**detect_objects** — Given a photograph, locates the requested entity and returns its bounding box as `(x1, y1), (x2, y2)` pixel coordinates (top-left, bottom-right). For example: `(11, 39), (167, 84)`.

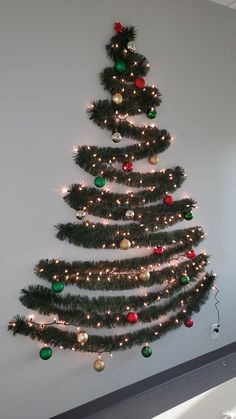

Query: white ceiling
(208, 0), (236, 10)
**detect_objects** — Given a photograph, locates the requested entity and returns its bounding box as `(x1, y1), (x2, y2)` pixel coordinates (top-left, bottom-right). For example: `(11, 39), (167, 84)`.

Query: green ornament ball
(94, 176), (106, 188)
(115, 60), (126, 73)
(52, 281), (64, 294)
(184, 211), (193, 221)
(180, 275), (190, 285)
(142, 345), (152, 358)
(147, 108), (157, 119)
(39, 346), (52, 361)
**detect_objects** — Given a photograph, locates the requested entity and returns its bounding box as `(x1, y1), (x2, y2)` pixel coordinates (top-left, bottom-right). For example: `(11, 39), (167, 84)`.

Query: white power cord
(222, 410), (236, 419)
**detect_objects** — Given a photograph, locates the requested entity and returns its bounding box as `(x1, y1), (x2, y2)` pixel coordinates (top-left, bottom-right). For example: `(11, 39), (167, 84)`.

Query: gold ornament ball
(75, 210), (86, 220)
(148, 154), (159, 164)
(127, 41), (136, 52)
(125, 210), (134, 220)
(112, 93), (123, 105)
(77, 331), (88, 343)
(120, 239), (131, 250)
(112, 131), (122, 143)
(93, 358), (105, 372)
(139, 271), (150, 282)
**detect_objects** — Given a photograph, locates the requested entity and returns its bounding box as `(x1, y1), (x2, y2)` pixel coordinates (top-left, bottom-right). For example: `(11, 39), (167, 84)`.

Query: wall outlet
(211, 323), (220, 339)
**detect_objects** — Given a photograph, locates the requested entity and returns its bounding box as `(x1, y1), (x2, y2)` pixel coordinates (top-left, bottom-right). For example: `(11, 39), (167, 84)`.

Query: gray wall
(0, 0), (236, 419)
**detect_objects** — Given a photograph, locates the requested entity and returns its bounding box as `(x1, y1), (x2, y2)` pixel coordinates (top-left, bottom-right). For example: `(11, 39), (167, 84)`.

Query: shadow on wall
(153, 378), (236, 419)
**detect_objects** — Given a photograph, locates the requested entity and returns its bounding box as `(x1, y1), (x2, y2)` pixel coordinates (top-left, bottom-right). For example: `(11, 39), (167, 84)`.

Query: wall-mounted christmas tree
(9, 23), (218, 371)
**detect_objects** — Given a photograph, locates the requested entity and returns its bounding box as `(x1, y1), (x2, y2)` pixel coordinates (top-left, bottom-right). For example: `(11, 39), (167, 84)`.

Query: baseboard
+ + + + +
Copy the whole listing above word for word but do not carry over the pictures.

**detect_objects** — Given a photograph, locates the requested entity and returns its bounding box as `(x1, y1), (x2, y2)` pixel coordinates (top-left, bottom-right). For example: `(11, 39), (167, 84)`.


Query: white ceiling
(208, 0), (236, 10)
**detect_objects** — Given a photograph, locates the requested entity and returns its bounding box as `(x1, y1), (x2, y2)` pixel coordinates (top-left, bottom-right). For example: `(11, 39), (167, 84)`.

Query: green ornament ball
(94, 176), (106, 188)
(115, 60), (126, 73)
(52, 281), (64, 294)
(184, 211), (193, 221)
(180, 275), (190, 285)
(142, 345), (152, 358)
(147, 108), (157, 119)
(39, 346), (52, 361)
**detect_objects** — Given a photograph, locates the requested entity and returns its bounding box as `(x1, y1), (x2, y2)` pixel coordinates (top-left, bottom-right). For example: `(11, 39), (167, 84)`.

Query: white power cord
(222, 410), (236, 419)
**detect_objects** — Given a photograph, locates the requested entity and returns its bounding box as `(x1, y1), (x2, y2)` pixel coordinates (top-left, bottom-right). For example: `(11, 39), (167, 84)`.

Query: gold ornament ball
(75, 210), (86, 220)
(148, 154), (159, 164)
(127, 41), (136, 52)
(125, 210), (134, 220)
(112, 93), (123, 105)
(77, 331), (88, 343)
(120, 239), (131, 250)
(112, 131), (122, 143)
(93, 358), (105, 372)
(139, 271), (150, 282)
**detect_objects** — Given a photograph, locates the requested entity and returns its bounding box as `(x1, y1), (x2, y2)` pixel coordinates (top-left, bottom-right). For example: `(11, 39), (167, 84)`.

Query: wall outlet
(211, 323), (220, 339)
**detect_objects** — Given a photograph, locates the requested entity and returns its bounding box as `(x1, y1), (x2, y2)` pixel coordinates (top-left, bottom-right). For example: `(11, 39), (167, 84)`.

Query: gray wall
(0, 0), (236, 419)
**detect_objects** — Given a photograph, locates the requested entity and returns its bounding box as `(x1, y1), (x2, y2)` pixel coordinates (top-left, bottom-right). For example: `(11, 39), (167, 84)`.

Query: shadow on wall
(153, 378), (236, 419)
**detect_objects** — Given a photograph, locates the requested entity and returns its bounding box as `(x1, y1), (x2, y2)` pixel coordinates (top-left, bottom-right). For example: `(11, 39), (167, 84)`.

Query: wall-mounted christmas tree
(9, 23), (218, 371)
**detect_objects** — Given a photograph, locates the requested entity and returns its bounding box as `(x1, y1), (x2, y2)` pixel coordinates (top-left, bottom-right). For example: `(11, 39), (167, 84)`.

Query: baseboard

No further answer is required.